Records provided:
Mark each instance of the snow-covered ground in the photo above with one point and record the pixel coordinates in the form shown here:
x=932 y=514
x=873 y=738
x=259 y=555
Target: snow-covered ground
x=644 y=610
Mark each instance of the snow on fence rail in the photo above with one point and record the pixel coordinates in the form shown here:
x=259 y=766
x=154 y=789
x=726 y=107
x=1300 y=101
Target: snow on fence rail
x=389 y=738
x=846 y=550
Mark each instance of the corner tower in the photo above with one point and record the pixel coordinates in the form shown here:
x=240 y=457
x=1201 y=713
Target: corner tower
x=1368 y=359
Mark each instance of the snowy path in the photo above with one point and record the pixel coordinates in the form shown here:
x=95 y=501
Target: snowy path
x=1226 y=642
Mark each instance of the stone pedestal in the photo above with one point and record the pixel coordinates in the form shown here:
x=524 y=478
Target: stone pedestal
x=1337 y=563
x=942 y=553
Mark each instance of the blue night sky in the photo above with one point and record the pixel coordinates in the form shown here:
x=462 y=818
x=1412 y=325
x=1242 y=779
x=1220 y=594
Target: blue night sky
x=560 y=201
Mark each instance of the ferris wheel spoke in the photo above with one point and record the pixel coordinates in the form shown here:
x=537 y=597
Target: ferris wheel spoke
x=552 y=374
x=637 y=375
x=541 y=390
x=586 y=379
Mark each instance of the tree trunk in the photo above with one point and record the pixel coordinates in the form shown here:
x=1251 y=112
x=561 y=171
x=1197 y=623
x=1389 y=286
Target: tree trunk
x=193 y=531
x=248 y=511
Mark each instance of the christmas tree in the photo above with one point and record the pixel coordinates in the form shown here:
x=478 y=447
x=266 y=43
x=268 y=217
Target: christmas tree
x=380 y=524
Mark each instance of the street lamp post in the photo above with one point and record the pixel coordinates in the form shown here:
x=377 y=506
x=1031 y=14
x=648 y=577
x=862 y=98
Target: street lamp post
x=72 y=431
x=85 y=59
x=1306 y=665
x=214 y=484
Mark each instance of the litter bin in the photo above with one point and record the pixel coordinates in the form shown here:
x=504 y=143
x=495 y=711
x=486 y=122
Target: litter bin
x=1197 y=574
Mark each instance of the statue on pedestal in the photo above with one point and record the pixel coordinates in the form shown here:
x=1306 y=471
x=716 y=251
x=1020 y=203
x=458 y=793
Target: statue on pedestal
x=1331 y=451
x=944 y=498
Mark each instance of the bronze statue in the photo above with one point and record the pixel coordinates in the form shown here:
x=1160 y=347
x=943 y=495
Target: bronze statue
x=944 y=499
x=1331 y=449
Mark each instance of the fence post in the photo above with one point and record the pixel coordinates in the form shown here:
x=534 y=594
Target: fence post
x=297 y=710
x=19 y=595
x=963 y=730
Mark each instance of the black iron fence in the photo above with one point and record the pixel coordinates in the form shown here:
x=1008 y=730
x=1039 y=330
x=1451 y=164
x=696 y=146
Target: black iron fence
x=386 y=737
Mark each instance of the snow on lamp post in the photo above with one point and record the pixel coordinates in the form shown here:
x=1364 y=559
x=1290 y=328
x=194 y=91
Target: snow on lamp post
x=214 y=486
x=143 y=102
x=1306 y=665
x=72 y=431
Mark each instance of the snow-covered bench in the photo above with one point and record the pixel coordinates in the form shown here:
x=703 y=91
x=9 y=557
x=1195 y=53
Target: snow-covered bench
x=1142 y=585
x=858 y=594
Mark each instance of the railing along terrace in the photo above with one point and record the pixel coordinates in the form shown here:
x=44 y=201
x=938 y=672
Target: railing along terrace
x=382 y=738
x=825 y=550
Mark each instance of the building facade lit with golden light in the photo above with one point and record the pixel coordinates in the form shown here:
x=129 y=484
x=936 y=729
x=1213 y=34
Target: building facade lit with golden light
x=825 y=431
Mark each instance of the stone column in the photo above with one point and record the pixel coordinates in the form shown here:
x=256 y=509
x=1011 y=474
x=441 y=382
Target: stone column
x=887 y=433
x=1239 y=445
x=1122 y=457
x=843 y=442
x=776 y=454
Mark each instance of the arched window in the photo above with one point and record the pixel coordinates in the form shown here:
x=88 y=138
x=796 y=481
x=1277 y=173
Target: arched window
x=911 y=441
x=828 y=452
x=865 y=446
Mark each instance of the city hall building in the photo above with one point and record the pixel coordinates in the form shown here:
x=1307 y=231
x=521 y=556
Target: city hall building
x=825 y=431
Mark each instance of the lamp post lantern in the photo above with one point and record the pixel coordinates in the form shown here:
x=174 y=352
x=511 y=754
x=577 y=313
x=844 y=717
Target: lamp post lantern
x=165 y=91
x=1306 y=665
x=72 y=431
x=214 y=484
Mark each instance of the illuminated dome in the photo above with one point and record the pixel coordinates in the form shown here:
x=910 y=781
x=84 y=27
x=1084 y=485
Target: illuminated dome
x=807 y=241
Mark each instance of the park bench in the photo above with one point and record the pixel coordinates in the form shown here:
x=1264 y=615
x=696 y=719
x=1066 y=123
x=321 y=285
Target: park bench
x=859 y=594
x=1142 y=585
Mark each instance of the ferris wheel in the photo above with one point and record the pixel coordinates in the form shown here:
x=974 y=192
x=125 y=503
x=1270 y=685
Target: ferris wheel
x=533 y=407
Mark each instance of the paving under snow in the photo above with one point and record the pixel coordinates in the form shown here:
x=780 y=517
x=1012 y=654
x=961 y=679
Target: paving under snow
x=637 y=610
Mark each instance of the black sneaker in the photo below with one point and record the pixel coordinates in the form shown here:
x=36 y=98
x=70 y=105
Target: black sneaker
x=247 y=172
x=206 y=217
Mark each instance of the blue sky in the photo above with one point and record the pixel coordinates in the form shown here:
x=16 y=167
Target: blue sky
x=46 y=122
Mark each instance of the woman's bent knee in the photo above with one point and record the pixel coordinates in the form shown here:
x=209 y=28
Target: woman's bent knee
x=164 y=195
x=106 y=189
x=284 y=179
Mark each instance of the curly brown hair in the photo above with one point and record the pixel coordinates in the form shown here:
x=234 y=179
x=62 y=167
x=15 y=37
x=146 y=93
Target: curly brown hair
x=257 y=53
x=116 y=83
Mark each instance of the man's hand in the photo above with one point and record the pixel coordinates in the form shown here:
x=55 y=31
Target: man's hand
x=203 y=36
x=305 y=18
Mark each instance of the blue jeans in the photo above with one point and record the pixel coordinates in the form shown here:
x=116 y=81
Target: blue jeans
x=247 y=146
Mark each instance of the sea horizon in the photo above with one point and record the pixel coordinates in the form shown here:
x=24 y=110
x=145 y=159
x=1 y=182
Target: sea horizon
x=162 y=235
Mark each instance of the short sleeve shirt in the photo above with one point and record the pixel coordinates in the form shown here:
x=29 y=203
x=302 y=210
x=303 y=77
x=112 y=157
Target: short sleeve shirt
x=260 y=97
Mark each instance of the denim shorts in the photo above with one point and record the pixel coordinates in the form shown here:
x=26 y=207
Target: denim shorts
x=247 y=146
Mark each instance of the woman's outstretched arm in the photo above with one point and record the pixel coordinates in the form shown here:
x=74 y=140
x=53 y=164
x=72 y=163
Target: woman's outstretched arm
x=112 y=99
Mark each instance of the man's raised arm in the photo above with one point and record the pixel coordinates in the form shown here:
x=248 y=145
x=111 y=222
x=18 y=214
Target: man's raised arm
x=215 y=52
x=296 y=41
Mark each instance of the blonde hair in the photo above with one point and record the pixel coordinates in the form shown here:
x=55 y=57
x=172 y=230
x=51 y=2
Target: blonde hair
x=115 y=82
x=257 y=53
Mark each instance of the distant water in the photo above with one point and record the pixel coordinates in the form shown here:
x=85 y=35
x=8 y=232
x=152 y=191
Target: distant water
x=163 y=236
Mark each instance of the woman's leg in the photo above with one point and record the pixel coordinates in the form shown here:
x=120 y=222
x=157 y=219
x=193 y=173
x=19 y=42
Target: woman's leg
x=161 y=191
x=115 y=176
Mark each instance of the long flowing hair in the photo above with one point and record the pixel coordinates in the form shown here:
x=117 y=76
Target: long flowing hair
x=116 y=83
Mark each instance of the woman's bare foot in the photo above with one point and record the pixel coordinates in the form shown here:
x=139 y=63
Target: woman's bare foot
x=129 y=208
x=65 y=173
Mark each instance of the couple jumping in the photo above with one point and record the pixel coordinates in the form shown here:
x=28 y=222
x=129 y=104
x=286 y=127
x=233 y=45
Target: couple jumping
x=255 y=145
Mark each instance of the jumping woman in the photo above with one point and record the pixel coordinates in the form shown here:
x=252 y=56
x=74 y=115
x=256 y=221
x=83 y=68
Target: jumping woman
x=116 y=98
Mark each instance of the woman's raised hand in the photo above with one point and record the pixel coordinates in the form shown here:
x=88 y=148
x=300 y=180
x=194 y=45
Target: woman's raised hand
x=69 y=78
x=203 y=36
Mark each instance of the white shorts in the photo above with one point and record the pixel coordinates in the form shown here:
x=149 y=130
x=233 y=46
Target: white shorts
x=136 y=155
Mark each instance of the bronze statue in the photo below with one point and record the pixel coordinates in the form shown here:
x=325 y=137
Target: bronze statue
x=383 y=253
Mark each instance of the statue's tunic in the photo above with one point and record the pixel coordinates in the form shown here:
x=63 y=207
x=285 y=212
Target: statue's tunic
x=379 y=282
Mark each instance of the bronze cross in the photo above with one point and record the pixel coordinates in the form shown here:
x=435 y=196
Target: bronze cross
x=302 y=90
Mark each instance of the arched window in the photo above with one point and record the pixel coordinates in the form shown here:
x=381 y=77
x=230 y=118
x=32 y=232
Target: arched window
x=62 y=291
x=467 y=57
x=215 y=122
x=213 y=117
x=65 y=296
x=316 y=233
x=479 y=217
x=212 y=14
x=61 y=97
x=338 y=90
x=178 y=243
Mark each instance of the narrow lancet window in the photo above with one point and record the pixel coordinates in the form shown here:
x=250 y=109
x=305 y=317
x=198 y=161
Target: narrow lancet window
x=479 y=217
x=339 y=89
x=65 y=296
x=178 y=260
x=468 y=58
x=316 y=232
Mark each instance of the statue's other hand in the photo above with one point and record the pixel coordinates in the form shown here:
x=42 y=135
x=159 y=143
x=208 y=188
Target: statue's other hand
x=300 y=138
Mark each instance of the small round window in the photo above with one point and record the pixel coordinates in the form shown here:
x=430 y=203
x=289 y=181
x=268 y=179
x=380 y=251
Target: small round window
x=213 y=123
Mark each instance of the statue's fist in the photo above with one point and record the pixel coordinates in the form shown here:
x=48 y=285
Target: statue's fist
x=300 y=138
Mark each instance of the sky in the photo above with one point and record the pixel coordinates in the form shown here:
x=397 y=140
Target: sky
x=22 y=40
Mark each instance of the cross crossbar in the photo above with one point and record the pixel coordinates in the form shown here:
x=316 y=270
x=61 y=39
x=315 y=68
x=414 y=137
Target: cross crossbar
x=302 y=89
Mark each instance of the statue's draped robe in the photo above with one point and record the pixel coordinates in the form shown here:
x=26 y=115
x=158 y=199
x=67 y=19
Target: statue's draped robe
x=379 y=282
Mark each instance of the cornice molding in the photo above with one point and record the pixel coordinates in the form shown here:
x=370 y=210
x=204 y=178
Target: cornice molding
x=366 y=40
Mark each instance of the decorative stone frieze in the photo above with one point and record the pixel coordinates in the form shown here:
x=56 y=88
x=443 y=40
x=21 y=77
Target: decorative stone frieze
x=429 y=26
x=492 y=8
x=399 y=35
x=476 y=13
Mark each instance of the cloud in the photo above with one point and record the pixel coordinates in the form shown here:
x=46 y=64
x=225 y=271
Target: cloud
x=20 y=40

Task directions: Reproduce exactly the lines of the records above from the one with "Target: blue sky" to the one with "Mark each instance of the man's raised", both included, and leave out everything else.

Result for this task:
Target: blue sky
x=46 y=122
Mark each instance of the woman's bent knee in the photo above with one point and record the pixel coordinates in the form shown here:
x=209 y=28
Target: woman's bent knee
x=164 y=195
x=106 y=189
x=284 y=179
Mark each instance of the curly brown hair in the photo above with one point and record the pixel coordinates in the form shown here:
x=234 y=179
x=62 y=167
x=15 y=37
x=146 y=93
Target: curly brown hair
x=257 y=53
x=116 y=83
Mark each instance of the man's hand in the photo above with one point and record the pixel coordinates in the form shown here:
x=55 y=31
Target: man's hand
x=203 y=36
x=305 y=18
Mark each instance of the blue jeans in the photo above with one point and record the pixel coordinates in the form shown here:
x=116 y=81
Target: blue jeans
x=247 y=146
Mark each instance of the sea horizon in the photo above with one point and record the pixel coordinates in the form shown here:
x=24 y=110
x=145 y=159
x=1 y=182
Target: sea horizon
x=162 y=235
Mark each instance of the short sleeve shirt in the photo above with one point and record the pixel coordinates in the form shown here:
x=29 y=203
x=302 y=210
x=303 y=77
x=112 y=157
Target: short sleeve shirt
x=260 y=97
Mark each instance of the denim shorts in the photo above with one point and record the pixel coordinates in the form shown here:
x=26 y=207
Target: denim shorts
x=247 y=146
Mark each instance of the woman's outstretched arm in the photo above with one point and record the pixel coordinates in the form shown here:
x=74 y=140
x=53 y=164
x=72 y=163
Target: woman's outstretched arm
x=112 y=99
Mark each instance of the man's raised arm in the photo above with one point and record the pixel coordinates in the form shown here:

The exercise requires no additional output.